THE TASK: Reproduce verbatim the rows below, covering the stretch from the line containing "Expected behaviour: mark a point on the tree bark, one" through the line containing "817], [681, 956]]", with both end lines included.

RECORD LIST:
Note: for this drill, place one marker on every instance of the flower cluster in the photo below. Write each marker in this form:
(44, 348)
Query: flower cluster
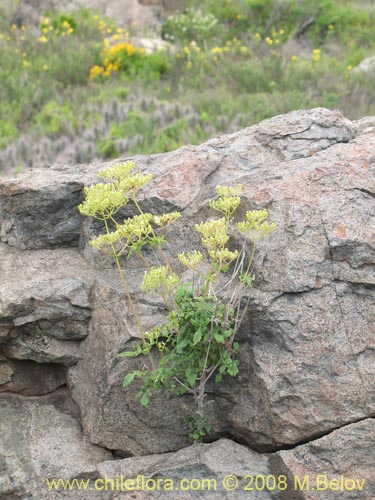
(255, 226)
(159, 280)
(190, 259)
(118, 57)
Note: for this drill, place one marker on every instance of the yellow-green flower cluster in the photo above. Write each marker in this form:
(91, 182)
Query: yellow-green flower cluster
(117, 172)
(190, 259)
(166, 219)
(223, 256)
(214, 233)
(255, 226)
(159, 280)
(102, 200)
(106, 242)
(228, 201)
(136, 228)
(316, 55)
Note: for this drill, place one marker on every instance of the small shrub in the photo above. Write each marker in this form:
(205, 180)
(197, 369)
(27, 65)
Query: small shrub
(197, 342)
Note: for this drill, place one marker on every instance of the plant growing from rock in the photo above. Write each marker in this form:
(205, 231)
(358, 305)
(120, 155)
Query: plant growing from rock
(197, 342)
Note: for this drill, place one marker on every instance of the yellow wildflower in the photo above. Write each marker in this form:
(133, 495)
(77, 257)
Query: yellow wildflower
(316, 55)
(95, 71)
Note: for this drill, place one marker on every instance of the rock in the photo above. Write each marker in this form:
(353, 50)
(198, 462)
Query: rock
(46, 307)
(39, 441)
(341, 464)
(206, 465)
(307, 343)
(312, 307)
(30, 378)
(24, 205)
(151, 45)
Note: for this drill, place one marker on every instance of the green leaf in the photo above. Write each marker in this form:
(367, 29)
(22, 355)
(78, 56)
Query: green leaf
(130, 377)
(131, 354)
(219, 338)
(190, 376)
(145, 399)
(233, 369)
(197, 336)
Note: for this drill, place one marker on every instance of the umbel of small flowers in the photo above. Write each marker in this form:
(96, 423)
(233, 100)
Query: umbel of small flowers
(197, 340)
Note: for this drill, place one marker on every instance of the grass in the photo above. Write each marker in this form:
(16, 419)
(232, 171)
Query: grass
(75, 88)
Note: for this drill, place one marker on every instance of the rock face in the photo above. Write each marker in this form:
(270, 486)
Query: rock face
(307, 346)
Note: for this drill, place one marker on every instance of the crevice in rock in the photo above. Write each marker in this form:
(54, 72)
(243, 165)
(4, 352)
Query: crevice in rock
(315, 437)
(362, 190)
(266, 450)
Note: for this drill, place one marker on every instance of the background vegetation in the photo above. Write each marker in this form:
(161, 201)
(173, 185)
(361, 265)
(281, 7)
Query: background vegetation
(76, 87)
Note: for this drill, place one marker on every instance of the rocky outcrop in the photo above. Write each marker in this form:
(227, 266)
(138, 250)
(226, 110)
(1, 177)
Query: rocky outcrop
(145, 15)
(304, 395)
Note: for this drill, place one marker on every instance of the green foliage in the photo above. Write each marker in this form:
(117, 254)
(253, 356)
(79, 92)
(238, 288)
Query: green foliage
(196, 343)
(190, 25)
(55, 118)
(231, 64)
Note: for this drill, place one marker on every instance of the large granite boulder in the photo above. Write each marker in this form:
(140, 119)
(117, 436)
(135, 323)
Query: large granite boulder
(307, 344)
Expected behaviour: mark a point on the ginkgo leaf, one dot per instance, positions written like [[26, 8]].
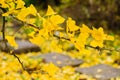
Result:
[[50, 11], [20, 4], [11, 41], [57, 19], [71, 25]]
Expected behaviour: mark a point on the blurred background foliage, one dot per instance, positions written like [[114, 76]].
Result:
[[97, 13]]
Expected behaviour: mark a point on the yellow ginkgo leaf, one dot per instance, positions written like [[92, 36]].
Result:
[[57, 19], [11, 41], [71, 25], [50, 11]]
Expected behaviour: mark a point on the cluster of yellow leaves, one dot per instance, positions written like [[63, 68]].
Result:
[[51, 23], [10, 69]]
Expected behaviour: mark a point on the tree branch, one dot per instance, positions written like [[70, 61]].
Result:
[[37, 27]]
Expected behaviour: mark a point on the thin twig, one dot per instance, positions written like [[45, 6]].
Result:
[[98, 48], [4, 39], [19, 61], [25, 22]]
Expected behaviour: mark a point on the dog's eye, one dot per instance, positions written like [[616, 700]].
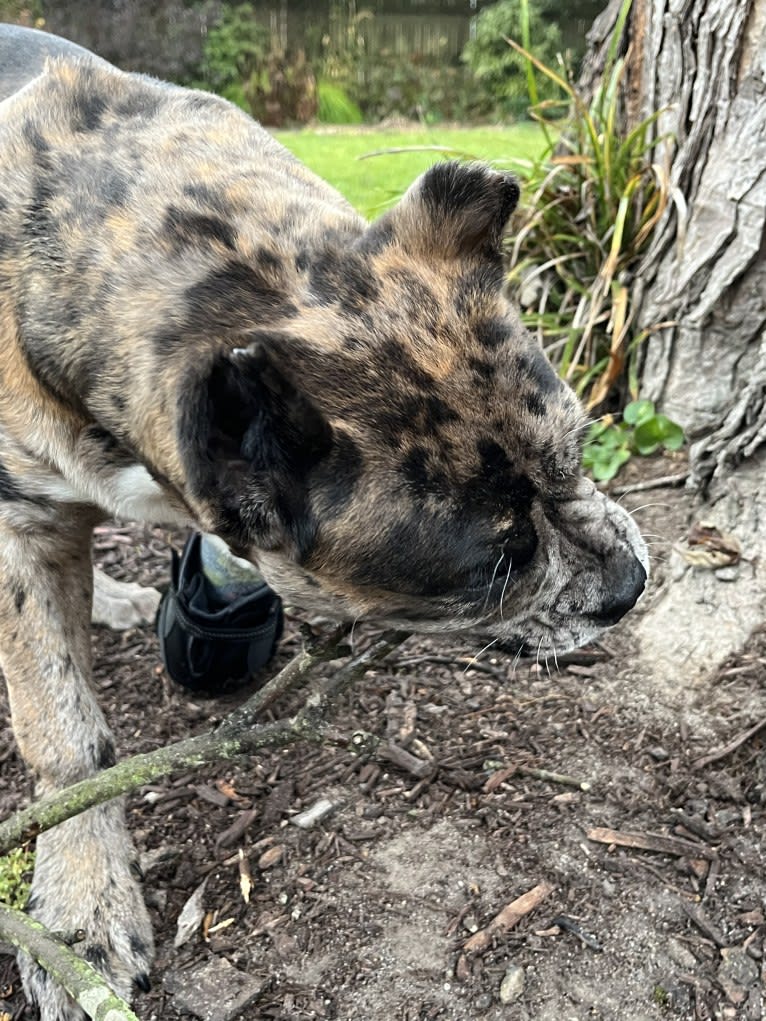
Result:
[[519, 544]]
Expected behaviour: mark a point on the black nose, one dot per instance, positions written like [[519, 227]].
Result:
[[622, 594]]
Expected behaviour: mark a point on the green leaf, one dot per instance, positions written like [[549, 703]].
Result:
[[671, 432], [608, 469], [638, 411], [648, 436]]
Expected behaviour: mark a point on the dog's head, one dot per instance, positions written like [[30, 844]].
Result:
[[395, 445]]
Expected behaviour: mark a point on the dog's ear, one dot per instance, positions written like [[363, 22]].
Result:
[[257, 437], [452, 210]]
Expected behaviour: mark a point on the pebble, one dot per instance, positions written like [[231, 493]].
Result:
[[512, 985], [315, 814], [736, 973], [217, 991], [681, 956]]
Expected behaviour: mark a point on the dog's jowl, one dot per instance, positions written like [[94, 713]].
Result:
[[195, 329]]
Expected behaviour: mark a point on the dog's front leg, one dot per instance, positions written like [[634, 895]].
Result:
[[122, 604], [85, 873]]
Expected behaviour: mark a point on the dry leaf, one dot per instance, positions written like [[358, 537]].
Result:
[[191, 916], [271, 857], [245, 877]]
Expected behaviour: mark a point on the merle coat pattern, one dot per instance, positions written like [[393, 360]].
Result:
[[195, 329]]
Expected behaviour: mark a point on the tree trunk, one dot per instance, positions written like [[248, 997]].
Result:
[[703, 62]]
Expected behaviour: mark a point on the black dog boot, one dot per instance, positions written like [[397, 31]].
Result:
[[219, 623]]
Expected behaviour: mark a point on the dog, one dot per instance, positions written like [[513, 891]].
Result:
[[196, 330]]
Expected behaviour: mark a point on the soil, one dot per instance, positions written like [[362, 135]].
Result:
[[365, 916]]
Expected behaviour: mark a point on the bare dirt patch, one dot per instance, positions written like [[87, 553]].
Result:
[[364, 917]]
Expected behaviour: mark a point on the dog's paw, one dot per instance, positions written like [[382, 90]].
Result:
[[122, 604], [85, 887]]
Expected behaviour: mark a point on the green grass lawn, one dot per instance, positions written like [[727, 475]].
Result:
[[374, 183]]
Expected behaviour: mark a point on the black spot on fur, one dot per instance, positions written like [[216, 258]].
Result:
[[38, 144], [347, 281], [88, 109], [185, 229], [113, 187], [475, 287], [9, 490], [535, 367], [235, 298], [138, 946], [142, 981], [96, 956], [535, 404], [376, 238], [491, 333], [484, 370], [140, 102], [395, 359], [345, 467], [207, 198]]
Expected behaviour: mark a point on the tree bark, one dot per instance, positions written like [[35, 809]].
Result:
[[703, 63]]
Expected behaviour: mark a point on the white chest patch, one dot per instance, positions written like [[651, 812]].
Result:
[[136, 496], [128, 493]]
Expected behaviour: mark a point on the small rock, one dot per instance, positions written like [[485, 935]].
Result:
[[315, 814], [736, 973], [217, 991], [191, 916], [512, 985], [271, 857], [728, 817], [681, 956]]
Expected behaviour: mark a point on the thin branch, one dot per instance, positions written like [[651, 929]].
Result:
[[82, 982], [237, 735], [661, 482]]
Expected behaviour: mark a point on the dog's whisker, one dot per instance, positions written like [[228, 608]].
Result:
[[491, 581], [508, 578], [480, 653]]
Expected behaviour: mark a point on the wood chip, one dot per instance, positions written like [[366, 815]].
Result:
[[732, 745], [245, 878], [272, 857], [511, 915], [704, 924], [652, 841]]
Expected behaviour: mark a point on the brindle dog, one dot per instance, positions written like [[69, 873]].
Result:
[[194, 329]]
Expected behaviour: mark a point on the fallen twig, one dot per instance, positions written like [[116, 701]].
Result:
[[82, 982], [511, 915], [543, 774], [732, 745], [237, 735], [652, 841], [704, 924]]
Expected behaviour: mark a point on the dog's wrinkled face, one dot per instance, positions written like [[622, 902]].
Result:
[[398, 448]]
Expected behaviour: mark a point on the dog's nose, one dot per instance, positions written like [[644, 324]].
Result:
[[628, 581]]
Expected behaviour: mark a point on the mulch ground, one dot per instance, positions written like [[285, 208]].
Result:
[[491, 778]]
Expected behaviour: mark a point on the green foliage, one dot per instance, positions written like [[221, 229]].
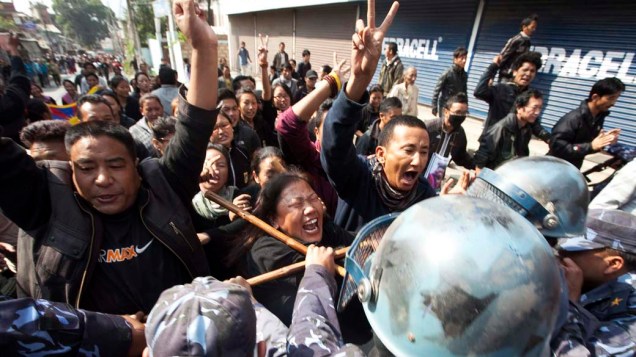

WRITTEN ANSWER:
Expected behaviour: mark a point on the tree bark, one dot per instance, positions written like [[35, 809]].
Result:
[[703, 63]]
Expected behaviour: mark a point on the white chest patch, one dot per instance, positions written like [[651, 812]].
Result:
[[136, 496], [128, 493]]
Expected behaviour: mark a point on the small rock, one dot per instance, positions written like [[485, 935]].
Result:
[[315, 814], [736, 973], [217, 991], [191, 916], [512, 985], [271, 857], [728, 817], [681, 956]]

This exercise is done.